[EXCERPT TO READ]

DUBAI: US-Somali model Halima Aden is set to be a judge for this year’s Tommy Hilfiger Fashion Frontier Challenge finals, held on Feb. 3.
The annual program, in its fourth outing, aims to discover and accelerate the work of innovative and impactful fashion startups. Through mentoring and financial support, the company seeks to help the best ideas break through.
According to the brand’s website, the program offers opportunities to individuals from “historically underrepresented communities, including black, indigenous, people of color, people with disabilities and women.”
On Feb. 3, the judging panel, which also includes Hilfiger, managing director of Fashion for Good, Katrin Ley, and professor of entrepreneurship at INSEAD business school, Adrian Johnson, will pick two winners who will receive a $100,000 cash grant each, a year-long mentorship with Hilfiger and INSEAD experts and an INSEAD program.
An additional $15,000 will be awarded to the finalist who wins the “audience favorite vote.”
Over a multi-stage process, 259 applicants were narrowed down to five finalists — who were announced this week — to develop their project plans virtually with the support of Hilfiger and experts.
The first of the finalists are Care+Wear, a healthwear company based in New York that provides accessible clothing, recovery bras, patient gowns and scrubs to people in hospitals.

[GIVEN DATA]
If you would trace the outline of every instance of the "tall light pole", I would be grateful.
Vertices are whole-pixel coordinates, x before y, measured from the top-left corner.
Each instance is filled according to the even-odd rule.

[EXERCISE BRIEF] Return, word for word, the passage of the article on the Tommy Hilfiger Fashion Frontier Challenge that opens with the words "Over a multi-stage" and closes with "people in hospitals.". The listing is not needed for this work.

[SOLUTION FOR THIS EXERCISE]
Over a multi-stage process, 259 applicants were narrowed down to five finalists — who were announced this week — to develop their project plans virtually with the support of Hilfiger and experts.
The first of the finalists are Care+Wear, a healthwear company based in New York that provides accessible clothing, recovery bras, patient gowns and scrubs to people in hospitals.